> Problem:
Beginning with the line where "Task: point to each instance of the red white" appears, retype every remaining line of the data below, both the first and last included.

Stored data entries
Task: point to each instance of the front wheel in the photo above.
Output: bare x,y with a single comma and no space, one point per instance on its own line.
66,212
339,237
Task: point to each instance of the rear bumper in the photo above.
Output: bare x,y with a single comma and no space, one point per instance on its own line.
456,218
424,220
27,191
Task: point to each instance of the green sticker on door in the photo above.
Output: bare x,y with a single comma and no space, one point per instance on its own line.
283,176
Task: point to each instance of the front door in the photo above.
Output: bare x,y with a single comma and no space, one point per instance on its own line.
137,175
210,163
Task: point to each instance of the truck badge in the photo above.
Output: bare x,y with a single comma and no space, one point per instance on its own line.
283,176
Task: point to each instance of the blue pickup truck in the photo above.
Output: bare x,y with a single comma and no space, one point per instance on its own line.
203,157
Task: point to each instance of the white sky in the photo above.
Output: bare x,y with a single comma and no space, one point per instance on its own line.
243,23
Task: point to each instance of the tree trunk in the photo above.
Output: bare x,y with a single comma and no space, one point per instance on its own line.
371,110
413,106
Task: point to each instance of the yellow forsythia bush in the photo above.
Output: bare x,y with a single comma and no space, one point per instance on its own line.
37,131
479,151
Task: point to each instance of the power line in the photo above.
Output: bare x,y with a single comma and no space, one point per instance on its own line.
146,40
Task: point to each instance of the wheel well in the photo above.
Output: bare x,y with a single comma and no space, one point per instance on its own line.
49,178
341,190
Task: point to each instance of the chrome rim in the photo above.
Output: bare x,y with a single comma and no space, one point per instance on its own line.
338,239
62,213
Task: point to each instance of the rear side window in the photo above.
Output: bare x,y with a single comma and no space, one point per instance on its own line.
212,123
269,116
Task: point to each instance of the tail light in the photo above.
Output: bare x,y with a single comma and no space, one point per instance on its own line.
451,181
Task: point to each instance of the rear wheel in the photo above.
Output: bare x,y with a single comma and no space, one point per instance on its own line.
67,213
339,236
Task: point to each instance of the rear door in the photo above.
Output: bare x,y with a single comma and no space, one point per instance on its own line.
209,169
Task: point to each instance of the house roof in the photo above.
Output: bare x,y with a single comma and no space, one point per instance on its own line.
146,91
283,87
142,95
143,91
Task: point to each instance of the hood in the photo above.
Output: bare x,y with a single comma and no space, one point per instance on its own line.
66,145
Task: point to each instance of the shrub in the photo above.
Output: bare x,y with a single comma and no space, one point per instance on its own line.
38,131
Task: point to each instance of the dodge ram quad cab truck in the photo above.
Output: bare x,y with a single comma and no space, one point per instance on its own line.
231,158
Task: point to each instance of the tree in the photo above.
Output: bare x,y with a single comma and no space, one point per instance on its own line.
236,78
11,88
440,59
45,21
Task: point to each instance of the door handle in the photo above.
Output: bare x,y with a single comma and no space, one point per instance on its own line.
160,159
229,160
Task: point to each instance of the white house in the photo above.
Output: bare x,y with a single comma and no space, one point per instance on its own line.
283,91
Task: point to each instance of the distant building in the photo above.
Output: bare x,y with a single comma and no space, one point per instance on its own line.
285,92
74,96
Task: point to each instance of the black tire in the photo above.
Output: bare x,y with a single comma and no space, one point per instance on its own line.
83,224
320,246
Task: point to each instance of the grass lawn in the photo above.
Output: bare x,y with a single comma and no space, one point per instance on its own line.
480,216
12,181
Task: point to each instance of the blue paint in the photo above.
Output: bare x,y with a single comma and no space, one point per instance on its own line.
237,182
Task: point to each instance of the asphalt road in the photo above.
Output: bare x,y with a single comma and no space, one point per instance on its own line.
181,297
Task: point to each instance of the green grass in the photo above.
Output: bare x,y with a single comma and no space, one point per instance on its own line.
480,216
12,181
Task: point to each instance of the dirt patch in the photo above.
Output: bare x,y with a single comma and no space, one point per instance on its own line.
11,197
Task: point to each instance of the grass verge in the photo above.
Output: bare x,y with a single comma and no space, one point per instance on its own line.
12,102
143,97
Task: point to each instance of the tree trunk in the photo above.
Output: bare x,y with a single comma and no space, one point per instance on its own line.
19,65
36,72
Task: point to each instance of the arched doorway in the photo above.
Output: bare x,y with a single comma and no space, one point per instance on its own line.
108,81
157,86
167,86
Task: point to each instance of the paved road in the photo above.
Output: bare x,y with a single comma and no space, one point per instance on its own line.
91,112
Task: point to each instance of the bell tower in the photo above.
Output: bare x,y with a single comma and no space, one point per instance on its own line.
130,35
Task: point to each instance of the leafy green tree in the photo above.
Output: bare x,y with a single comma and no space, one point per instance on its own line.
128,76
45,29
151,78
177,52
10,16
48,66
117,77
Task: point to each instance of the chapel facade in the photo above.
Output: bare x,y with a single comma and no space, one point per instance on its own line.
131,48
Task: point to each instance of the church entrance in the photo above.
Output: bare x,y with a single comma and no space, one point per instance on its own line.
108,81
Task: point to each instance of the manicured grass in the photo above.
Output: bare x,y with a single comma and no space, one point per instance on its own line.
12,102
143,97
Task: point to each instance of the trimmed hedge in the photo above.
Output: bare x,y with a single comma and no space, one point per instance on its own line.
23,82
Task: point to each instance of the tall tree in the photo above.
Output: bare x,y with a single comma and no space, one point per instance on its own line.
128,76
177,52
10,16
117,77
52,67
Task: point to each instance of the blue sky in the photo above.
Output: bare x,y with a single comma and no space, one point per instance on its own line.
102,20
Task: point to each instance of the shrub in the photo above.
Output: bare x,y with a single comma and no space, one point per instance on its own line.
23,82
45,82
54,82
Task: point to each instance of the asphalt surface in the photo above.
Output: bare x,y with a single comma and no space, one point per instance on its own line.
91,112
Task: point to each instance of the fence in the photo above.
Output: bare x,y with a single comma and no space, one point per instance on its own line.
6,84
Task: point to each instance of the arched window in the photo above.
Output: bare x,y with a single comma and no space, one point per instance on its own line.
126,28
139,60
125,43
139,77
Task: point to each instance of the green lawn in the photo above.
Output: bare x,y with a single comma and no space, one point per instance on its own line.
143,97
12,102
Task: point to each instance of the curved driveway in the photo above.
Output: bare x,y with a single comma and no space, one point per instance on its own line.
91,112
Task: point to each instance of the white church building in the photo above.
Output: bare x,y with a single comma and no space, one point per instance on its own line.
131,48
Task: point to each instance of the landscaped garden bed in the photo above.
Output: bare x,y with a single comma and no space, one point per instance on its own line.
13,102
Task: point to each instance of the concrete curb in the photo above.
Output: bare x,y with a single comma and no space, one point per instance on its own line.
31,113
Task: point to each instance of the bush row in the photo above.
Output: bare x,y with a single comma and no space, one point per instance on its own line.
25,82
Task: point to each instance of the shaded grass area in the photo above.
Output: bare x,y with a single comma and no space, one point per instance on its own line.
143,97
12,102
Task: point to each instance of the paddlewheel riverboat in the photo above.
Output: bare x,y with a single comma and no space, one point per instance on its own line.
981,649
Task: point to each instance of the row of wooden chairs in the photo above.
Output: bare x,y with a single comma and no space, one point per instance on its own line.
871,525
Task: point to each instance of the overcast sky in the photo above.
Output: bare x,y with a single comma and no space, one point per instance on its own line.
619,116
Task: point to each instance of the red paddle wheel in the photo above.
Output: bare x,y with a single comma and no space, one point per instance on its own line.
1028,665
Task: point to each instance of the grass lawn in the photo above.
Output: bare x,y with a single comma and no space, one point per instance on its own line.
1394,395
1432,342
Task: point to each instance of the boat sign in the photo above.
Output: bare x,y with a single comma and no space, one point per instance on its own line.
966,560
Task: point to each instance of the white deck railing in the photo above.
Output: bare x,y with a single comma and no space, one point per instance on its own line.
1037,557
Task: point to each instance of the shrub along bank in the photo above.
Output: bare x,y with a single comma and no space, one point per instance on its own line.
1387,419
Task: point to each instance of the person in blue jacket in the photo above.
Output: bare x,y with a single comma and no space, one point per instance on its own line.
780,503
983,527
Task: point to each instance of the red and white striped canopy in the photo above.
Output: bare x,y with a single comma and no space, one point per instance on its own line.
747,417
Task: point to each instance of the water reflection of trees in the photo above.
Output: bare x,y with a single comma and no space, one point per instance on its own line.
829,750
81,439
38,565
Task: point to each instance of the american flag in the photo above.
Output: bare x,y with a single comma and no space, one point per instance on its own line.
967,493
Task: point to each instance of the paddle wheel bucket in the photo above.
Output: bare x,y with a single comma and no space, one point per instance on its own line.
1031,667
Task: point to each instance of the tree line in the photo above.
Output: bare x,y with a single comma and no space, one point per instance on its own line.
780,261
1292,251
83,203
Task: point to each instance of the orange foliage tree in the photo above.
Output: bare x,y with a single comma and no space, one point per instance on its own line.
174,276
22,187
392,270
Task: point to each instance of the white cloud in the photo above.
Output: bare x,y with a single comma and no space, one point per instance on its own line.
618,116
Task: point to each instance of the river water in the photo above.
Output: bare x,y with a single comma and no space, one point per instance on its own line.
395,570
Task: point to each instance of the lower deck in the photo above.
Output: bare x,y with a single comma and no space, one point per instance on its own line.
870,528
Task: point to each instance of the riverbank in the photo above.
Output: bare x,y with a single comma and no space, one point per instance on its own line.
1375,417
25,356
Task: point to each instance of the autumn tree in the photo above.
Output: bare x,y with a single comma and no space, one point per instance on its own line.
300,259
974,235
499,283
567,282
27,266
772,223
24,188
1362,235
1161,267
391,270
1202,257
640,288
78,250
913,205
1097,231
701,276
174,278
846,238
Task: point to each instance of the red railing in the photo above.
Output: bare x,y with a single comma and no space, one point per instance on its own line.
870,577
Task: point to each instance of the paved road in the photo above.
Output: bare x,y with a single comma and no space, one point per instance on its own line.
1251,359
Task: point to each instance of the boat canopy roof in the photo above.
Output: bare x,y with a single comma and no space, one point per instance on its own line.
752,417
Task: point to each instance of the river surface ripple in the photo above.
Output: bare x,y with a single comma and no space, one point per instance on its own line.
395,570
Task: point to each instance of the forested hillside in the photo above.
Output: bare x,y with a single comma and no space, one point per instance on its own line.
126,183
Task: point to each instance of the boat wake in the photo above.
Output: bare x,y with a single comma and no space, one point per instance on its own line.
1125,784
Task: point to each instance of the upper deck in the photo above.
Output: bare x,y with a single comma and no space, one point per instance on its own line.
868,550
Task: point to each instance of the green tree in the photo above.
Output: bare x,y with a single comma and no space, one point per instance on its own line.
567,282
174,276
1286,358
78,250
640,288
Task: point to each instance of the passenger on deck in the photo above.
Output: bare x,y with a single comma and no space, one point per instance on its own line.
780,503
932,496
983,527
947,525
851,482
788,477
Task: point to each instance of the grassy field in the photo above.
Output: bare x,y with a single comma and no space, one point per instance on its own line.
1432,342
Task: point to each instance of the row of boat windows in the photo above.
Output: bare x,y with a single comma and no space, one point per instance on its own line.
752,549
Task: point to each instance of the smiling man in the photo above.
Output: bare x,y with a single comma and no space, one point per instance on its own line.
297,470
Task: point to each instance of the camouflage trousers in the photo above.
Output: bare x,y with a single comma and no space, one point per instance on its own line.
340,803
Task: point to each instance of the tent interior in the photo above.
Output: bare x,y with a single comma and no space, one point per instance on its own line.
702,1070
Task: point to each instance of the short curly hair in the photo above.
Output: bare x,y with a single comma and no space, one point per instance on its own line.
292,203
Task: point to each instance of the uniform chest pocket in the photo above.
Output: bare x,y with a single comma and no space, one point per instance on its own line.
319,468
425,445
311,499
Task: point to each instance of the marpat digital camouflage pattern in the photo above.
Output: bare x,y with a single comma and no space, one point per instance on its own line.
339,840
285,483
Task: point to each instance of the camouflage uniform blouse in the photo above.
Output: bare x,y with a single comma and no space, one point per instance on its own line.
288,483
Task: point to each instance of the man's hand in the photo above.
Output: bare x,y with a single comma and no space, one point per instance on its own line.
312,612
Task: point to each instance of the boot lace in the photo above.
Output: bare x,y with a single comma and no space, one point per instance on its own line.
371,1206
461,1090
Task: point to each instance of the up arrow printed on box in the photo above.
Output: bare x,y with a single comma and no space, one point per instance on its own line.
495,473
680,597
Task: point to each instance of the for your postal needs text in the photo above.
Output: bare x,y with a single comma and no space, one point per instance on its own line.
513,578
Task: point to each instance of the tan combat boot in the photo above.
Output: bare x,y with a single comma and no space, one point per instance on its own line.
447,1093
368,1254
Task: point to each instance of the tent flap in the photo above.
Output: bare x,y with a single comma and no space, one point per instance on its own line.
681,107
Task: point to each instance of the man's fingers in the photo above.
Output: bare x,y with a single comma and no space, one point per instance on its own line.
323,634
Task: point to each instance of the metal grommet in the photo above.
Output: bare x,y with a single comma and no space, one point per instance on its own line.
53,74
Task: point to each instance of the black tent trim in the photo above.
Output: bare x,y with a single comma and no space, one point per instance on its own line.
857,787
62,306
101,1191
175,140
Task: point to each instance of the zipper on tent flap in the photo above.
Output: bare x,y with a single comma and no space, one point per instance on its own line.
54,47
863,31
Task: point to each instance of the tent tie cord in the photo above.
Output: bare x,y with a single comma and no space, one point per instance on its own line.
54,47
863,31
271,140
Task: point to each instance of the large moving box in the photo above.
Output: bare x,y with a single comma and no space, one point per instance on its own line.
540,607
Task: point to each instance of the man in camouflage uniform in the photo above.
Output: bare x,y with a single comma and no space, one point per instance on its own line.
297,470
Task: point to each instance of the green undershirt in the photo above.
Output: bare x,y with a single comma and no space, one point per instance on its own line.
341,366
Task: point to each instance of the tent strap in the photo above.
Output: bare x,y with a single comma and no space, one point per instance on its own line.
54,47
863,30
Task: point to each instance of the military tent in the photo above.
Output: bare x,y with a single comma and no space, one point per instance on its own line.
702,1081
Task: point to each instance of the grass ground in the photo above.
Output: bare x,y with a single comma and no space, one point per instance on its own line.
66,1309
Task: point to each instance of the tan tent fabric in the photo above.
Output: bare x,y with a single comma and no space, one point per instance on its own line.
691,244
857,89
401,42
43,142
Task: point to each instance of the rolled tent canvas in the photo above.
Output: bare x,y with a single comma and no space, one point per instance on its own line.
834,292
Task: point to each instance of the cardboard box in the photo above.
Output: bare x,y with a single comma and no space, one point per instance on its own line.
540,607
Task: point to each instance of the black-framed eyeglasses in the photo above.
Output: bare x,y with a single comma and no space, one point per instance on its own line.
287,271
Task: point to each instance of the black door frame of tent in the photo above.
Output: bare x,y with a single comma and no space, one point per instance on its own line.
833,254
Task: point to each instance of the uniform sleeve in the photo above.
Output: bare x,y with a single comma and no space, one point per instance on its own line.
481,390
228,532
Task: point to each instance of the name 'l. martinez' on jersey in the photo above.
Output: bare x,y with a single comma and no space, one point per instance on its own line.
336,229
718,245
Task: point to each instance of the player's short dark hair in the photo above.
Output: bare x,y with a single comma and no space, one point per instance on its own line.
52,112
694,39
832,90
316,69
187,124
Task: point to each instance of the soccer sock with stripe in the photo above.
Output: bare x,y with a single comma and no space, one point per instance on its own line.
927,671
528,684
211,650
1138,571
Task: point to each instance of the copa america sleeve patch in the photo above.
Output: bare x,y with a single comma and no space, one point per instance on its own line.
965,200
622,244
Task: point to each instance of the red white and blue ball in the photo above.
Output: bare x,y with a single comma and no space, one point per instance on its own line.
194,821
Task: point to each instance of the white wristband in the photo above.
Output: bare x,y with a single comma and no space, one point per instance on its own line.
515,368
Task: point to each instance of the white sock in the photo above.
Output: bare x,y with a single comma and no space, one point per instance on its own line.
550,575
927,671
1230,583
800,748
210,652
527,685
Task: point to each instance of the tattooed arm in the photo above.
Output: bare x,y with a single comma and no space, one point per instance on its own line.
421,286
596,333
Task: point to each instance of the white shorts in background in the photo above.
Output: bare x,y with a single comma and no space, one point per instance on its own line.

> Problem solution:
Task: point to each instance of the red white and blue ball in the photo above.
Output: bare x,y with a single comma and no space, one point per instance on its own line.
194,821
Task: point to each instance of the white wristband in the photo above.
Output: bare x,y with a single comma and no space, one point per instance on its own line.
515,368
Task: point to each instance of the white sock in the photo above.
Output: bare x,y with a single comma and no space, one point per instance on its own line.
550,575
927,671
1230,583
800,748
210,652
527,685
Task: point to each instance of the tattooed arm in the photo above.
Output: bare x,y with a single comma and no space, one point per instance on its own line.
421,286
596,333
Task: point to each instance of the white shorts in background in the photo above.
Output: bare x,y with a single comma and no space, one point per instance on its own line.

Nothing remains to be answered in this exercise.